(Labeled box records)
■ ■ ■

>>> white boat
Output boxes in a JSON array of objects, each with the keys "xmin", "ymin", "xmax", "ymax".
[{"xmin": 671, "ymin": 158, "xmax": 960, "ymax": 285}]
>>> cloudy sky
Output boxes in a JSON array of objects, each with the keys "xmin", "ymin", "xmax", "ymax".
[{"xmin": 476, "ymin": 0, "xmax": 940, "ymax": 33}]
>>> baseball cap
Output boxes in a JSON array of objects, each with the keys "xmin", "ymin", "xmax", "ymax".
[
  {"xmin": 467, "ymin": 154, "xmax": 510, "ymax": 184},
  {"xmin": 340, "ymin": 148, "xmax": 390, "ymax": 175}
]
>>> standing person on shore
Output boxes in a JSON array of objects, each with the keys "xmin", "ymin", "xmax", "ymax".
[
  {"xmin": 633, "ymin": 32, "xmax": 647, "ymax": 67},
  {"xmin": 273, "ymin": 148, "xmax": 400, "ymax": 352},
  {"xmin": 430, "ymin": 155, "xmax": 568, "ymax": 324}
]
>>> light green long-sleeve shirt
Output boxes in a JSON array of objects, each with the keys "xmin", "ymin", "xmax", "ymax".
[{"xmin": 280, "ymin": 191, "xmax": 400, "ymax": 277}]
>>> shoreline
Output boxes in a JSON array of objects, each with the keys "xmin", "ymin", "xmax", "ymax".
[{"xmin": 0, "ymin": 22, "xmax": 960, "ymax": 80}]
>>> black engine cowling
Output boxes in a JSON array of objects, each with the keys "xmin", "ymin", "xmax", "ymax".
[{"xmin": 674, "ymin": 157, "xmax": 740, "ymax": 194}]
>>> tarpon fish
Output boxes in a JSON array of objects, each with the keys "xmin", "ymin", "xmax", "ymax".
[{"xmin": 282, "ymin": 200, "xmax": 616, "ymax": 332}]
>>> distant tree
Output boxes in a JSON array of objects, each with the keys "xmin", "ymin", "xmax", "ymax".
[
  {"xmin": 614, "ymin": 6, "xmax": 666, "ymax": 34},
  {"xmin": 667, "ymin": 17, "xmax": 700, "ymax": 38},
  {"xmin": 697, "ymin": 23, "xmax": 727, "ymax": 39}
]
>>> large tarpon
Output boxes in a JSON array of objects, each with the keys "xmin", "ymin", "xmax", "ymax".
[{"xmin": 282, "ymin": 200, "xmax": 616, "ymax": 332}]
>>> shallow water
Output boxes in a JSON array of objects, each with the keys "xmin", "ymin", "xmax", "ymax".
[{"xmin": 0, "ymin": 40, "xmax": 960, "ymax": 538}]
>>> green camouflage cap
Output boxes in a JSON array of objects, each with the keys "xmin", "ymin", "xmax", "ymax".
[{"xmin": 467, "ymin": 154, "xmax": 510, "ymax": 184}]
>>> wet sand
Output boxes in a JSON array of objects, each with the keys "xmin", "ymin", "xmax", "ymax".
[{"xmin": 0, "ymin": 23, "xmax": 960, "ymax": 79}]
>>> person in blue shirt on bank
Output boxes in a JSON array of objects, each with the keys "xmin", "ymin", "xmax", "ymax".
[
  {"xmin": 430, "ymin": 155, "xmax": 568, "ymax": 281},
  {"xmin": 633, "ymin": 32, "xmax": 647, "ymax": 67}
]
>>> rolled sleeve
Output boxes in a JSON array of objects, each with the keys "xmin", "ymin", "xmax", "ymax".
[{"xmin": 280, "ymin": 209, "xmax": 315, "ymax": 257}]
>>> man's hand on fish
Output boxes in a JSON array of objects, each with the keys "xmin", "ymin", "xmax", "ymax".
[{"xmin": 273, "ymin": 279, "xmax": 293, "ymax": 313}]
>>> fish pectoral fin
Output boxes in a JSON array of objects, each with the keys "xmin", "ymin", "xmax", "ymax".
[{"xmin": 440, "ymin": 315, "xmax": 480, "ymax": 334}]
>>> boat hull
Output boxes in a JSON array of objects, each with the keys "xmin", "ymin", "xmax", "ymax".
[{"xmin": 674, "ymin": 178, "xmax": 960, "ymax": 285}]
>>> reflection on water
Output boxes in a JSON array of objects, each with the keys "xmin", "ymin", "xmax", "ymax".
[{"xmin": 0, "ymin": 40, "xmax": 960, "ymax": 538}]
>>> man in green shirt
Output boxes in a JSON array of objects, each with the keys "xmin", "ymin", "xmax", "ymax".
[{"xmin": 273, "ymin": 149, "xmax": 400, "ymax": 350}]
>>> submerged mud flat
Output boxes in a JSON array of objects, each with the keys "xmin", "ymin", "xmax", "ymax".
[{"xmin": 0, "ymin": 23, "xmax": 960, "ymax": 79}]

■ ■ ■

Task description:
Find every line in the listing above that contains the word "shirt", and copy each one in full. Matches must have the same capitalization.

Response for this exercise:
>>> light green long-sleeve shirt
>>> person in blue shirt on bank
>>> man in green shirt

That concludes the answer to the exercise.